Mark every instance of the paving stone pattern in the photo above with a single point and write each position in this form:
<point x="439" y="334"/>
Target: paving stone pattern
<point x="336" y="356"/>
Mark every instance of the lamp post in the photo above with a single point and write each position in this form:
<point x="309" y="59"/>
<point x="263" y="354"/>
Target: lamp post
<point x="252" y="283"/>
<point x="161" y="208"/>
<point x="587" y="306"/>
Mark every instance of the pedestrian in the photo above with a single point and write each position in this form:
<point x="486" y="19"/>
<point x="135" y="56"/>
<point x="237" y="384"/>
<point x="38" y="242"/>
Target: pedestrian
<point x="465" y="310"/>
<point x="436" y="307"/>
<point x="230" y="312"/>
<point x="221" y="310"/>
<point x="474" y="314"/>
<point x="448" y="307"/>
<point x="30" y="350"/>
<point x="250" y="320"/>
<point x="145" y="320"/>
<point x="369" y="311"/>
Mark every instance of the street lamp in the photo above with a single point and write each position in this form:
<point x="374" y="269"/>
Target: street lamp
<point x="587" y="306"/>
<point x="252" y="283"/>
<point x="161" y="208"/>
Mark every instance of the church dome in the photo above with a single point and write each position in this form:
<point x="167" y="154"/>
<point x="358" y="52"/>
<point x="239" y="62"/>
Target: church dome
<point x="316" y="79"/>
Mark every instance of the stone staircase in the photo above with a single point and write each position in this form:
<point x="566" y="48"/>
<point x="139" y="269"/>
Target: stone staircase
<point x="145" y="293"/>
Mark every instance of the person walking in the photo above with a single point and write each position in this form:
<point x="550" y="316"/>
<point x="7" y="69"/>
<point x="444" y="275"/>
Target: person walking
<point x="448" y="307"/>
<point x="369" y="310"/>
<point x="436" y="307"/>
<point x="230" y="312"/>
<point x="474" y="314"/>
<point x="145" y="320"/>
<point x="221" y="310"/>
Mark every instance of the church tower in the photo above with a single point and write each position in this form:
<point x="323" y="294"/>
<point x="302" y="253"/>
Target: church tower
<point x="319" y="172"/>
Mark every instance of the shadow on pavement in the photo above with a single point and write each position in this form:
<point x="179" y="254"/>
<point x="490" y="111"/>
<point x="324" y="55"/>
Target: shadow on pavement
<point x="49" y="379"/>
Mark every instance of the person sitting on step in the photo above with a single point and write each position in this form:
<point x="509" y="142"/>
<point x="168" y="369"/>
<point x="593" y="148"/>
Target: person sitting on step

-------

Directive:
Rewrite all of the items above, changing every "single point" to "single dot" and leaving everything else the same.

Exercise result:
Mark every instance of the paving stone pattern in the photo above with a single dot and write each position in this form:
<point x="439" y="334"/>
Target: paving stone pattern
<point x="336" y="356"/>
Mark every instance of the lamp post in the photo above with a single dot and write each position in this form:
<point x="309" y="59"/>
<point x="263" y="354"/>
Target: lamp post
<point x="252" y="283"/>
<point x="161" y="208"/>
<point x="587" y="306"/>
Mark every instance of the pedestrian in the photo above with a single dot and write each position in this form:
<point x="486" y="19"/>
<point x="135" y="56"/>
<point x="237" y="384"/>
<point x="38" y="242"/>
Target: pedestrian
<point x="465" y="310"/>
<point x="436" y="307"/>
<point x="230" y="312"/>
<point x="221" y="310"/>
<point x="474" y="314"/>
<point x="448" y="307"/>
<point x="30" y="350"/>
<point x="250" y="320"/>
<point x="145" y="320"/>
<point x="369" y="311"/>
Mark every instance of the street lamp in the photo above with a single dot and write each position in this form:
<point x="374" y="269"/>
Target: street lamp
<point x="587" y="306"/>
<point x="252" y="283"/>
<point x="161" y="208"/>
Mark every instance of the church dome in the photo above with a single dot and write each position in this form:
<point x="167" y="154"/>
<point x="358" y="52"/>
<point x="239" y="62"/>
Target: church dome
<point x="316" y="79"/>
Mark every instance of the stone staircase in the photo above with a single dot and write each position in this form:
<point x="566" y="48"/>
<point x="139" y="269"/>
Target: stone staircase
<point x="145" y="293"/>
Mark every instance of the person walking in the photo above with a single dot and write each position in this form:
<point x="550" y="316"/>
<point x="7" y="69"/>
<point x="444" y="275"/>
Target: person walking
<point x="448" y="307"/>
<point x="369" y="310"/>
<point x="436" y="307"/>
<point x="230" y="312"/>
<point x="474" y="314"/>
<point x="145" y="320"/>
<point x="221" y="310"/>
Mark every instance of the church tower in the photo above with a single dot and write each position in this form:
<point x="323" y="294"/>
<point x="302" y="253"/>
Target: church tower
<point x="319" y="172"/>
Mark every instance of the shadow on pavement in the photo above with a single dot and write each position in this form:
<point x="179" y="254"/>
<point x="490" y="111"/>
<point x="324" y="55"/>
Target: shadow on pavement
<point x="49" y="379"/>
Mark every instance of the person sitting on step in the photo above with a single dot and write each position in this form:
<point x="509" y="142"/>
<point x="168" y="369"/>
<point x="593" y="148"/>
Target: person sitting on step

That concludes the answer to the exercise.